§ **INSTRUCTIONS FOR THE TASK**:
Retype the stretch of the ConfigMap lookups thread below from "[EnMasse] AddressController performance" through "in that sense).", word for word.

§ **PAGE TEXT**:
[EnMasse] AddressController performance / ConfigMap lookups

Ulf Lilleengen lulf at redhat.com
Tue Mar 13 10:13:38 UTC 2018

On 03/13/2018 10:53 AM, Lohmann Carsten (INST/ECS4) wrote:
> Hi,
>>> When thinking about a scenario with 10000+ addresses, having that many
>>> ConfigMaps seems .. odd. Kind of going beyond what the ConfigMap
>>> mechanism as Pod configuration data is probably intended for (although
>>> there don't seem to be hard limits in that sense).
>> I'm not fully convinced that this is a problem at 10k, but it depends of course on
>> what other components are running on the same cluster. I think we should
>> benchmark this before drawing any conclusions (or maybe you have some
>> numbers?) I don't know in detail how a configmap maps to etcd, but I think the
>> difference would only be in the amount of data that is written.
> I agree that there should be some benchmarks being done here first. We will do them shortly.

Data excerpts:
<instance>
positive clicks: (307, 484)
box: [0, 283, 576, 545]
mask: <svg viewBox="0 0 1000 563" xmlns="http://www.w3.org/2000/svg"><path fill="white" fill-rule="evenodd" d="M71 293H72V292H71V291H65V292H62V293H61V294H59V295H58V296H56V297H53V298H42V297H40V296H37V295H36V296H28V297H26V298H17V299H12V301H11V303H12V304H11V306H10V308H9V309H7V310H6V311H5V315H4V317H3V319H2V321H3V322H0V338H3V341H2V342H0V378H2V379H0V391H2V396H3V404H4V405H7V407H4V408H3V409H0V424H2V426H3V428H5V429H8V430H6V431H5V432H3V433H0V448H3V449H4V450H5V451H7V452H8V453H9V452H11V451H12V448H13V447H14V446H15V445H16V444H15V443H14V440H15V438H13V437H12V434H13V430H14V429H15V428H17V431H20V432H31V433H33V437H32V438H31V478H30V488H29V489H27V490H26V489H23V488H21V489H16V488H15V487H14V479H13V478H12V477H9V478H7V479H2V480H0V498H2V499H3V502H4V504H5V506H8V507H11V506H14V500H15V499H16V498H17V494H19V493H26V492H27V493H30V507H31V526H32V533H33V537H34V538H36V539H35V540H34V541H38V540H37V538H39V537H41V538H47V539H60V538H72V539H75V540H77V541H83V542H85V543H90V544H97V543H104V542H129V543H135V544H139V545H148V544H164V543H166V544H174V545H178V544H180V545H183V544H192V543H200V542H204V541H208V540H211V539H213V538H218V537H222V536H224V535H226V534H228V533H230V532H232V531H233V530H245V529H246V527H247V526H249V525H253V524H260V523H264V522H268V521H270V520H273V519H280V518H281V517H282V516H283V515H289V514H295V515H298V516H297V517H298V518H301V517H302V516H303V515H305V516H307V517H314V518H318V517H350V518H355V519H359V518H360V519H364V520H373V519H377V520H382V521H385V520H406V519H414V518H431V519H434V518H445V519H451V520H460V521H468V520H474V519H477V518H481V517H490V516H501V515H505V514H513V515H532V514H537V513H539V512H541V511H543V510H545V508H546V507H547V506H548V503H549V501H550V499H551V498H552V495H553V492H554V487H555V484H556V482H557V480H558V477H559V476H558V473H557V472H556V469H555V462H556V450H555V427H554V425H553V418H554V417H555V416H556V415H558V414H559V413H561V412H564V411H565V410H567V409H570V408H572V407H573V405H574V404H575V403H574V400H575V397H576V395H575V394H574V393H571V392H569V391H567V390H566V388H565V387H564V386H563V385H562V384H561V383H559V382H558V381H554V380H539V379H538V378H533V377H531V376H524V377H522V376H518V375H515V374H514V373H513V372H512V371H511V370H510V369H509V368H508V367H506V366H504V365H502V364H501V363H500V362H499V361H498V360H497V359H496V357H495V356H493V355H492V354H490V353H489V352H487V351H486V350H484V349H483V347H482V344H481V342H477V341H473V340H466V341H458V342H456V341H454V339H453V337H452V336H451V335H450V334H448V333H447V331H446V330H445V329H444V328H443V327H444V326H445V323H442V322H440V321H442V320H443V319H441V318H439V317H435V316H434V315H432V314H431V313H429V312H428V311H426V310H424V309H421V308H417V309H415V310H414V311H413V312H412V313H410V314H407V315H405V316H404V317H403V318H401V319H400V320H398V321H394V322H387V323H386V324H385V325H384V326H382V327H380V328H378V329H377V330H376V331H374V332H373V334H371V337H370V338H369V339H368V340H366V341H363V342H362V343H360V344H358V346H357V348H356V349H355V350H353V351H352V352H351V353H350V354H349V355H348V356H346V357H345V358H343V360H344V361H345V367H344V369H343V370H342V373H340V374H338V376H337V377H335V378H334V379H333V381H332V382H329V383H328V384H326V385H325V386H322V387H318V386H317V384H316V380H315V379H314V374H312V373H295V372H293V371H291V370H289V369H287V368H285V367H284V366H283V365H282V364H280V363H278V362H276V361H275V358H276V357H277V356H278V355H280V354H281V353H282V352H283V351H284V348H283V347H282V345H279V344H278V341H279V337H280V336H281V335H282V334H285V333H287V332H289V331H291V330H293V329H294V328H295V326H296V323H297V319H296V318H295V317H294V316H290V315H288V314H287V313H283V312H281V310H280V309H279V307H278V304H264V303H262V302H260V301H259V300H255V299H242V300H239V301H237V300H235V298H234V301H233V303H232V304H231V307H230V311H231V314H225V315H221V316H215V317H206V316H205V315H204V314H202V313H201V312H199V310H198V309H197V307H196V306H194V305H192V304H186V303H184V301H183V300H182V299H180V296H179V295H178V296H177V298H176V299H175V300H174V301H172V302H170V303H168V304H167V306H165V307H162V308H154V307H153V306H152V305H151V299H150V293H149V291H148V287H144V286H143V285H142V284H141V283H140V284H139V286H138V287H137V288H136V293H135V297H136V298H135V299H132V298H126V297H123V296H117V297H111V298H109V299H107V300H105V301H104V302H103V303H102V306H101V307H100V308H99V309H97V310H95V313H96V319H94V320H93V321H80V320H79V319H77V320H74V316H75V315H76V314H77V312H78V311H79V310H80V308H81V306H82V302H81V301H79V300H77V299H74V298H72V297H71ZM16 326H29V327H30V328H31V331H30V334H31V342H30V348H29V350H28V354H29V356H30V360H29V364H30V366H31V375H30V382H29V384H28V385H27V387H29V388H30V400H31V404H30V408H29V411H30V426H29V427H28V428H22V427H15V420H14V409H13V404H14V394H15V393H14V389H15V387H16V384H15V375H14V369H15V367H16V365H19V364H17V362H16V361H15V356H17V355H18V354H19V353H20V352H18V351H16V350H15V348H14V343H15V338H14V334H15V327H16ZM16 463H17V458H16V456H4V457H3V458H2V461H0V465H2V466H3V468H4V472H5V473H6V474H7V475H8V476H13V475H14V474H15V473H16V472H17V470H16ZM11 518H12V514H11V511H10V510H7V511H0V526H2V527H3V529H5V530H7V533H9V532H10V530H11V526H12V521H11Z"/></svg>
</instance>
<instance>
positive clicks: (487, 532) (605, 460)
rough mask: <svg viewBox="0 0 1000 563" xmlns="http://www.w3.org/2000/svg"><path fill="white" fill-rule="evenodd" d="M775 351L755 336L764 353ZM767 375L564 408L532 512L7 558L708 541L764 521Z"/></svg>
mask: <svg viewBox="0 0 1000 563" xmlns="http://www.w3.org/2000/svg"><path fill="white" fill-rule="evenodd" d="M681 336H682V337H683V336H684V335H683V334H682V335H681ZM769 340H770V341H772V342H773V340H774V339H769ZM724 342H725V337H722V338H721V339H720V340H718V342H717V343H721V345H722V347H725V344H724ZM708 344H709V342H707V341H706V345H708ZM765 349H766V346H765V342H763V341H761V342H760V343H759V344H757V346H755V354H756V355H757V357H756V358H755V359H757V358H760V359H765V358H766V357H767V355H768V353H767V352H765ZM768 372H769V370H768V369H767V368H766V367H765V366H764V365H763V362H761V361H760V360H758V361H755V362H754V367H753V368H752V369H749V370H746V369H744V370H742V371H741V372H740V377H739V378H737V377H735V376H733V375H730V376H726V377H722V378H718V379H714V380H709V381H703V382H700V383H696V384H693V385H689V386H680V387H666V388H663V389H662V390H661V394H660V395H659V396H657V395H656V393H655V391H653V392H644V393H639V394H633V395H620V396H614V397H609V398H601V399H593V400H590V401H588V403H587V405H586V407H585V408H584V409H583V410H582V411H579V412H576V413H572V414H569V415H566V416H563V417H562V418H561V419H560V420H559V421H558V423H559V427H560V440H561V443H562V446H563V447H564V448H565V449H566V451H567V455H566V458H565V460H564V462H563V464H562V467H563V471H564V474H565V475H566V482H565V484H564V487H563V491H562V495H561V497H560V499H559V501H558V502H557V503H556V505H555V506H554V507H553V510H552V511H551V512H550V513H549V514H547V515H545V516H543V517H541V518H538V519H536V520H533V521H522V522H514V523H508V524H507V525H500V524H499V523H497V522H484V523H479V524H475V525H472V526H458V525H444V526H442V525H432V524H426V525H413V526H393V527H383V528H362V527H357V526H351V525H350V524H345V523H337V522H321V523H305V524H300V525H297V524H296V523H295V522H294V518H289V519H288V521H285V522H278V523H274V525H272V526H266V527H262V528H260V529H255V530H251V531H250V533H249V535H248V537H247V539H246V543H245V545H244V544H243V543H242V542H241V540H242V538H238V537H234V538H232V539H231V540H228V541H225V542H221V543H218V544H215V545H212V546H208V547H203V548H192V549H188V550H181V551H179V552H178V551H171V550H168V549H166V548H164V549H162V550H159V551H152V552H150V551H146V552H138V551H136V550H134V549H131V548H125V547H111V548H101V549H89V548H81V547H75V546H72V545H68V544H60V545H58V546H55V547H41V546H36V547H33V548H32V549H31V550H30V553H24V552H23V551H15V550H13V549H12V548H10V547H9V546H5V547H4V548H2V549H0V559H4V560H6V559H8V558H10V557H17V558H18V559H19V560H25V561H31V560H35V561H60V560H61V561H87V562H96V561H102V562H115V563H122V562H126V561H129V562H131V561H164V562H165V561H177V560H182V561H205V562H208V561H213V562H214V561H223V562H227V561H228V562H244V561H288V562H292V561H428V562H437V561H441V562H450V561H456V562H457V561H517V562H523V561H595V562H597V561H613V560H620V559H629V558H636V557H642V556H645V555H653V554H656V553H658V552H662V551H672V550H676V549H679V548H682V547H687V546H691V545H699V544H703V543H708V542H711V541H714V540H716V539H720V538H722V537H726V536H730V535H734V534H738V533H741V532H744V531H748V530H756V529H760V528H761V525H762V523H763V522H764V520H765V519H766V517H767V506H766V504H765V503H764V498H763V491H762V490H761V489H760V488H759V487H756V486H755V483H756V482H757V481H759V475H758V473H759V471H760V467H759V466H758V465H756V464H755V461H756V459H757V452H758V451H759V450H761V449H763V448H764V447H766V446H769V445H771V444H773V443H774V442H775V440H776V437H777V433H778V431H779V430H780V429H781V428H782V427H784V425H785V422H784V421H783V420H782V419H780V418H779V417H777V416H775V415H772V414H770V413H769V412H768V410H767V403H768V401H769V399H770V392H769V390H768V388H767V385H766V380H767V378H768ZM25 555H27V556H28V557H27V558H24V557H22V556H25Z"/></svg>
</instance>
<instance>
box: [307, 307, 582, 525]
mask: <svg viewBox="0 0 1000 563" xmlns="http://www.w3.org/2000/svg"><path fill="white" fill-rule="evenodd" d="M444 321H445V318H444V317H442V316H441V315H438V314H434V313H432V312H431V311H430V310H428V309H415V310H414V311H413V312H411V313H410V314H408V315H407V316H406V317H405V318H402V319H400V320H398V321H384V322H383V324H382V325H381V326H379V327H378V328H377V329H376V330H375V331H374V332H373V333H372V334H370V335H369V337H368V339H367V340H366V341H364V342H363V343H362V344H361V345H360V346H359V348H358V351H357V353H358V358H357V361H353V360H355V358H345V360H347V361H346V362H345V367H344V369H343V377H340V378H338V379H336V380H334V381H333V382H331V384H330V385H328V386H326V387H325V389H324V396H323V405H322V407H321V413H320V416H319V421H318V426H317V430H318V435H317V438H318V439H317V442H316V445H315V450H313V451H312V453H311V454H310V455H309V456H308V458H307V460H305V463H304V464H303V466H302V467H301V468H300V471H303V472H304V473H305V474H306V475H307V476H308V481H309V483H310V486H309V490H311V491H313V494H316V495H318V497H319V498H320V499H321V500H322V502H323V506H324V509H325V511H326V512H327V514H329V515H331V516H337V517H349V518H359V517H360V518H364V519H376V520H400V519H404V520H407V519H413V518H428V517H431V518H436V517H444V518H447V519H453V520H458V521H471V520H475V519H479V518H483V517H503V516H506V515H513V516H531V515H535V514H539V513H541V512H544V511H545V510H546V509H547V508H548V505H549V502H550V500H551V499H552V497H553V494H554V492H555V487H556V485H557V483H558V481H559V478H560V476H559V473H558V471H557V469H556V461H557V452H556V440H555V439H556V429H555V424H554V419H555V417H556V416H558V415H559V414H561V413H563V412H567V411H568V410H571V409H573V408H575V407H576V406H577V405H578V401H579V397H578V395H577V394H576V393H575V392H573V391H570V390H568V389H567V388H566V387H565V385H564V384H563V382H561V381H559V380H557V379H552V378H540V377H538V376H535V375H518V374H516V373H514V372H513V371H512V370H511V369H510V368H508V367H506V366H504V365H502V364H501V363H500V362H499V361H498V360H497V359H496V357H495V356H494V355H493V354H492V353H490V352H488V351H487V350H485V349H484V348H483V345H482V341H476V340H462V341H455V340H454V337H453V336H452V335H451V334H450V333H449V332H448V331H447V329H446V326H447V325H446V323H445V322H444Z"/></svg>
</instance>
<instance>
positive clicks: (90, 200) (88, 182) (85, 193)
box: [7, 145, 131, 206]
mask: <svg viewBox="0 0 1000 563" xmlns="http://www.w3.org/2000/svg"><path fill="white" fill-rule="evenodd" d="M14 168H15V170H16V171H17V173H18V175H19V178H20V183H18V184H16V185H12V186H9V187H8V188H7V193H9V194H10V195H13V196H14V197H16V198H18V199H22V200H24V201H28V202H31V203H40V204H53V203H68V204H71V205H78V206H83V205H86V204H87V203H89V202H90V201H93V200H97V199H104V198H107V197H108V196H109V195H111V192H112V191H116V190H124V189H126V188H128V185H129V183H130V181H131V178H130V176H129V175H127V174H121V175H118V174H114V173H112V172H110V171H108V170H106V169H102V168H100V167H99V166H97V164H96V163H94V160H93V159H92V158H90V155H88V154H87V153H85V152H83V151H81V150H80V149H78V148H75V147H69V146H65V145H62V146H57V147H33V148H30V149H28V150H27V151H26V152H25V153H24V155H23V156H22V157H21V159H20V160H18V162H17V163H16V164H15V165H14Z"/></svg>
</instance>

§ **WRITTEN SOLUTION**:
[EnMasse] AddressController performance / ConfigMap lookups

Ulf Lilleengen lulf at redhat.com
Tue Mar 13 10:13:38 UTC 2018

On 03/13/2018 10:53 AM, Lohmann Carsten (INST/ECS4) wrote:
> Hi,
>>> When thinking about a scenario with 10000+ addresses, having that many
>>> ConfigMaps seems .. odd. Kind of going beyond what the ConfigMap
>>> mechanism as Pod configuration data is probably intended for (although
>>> there don't seem to be hard limits in that sense).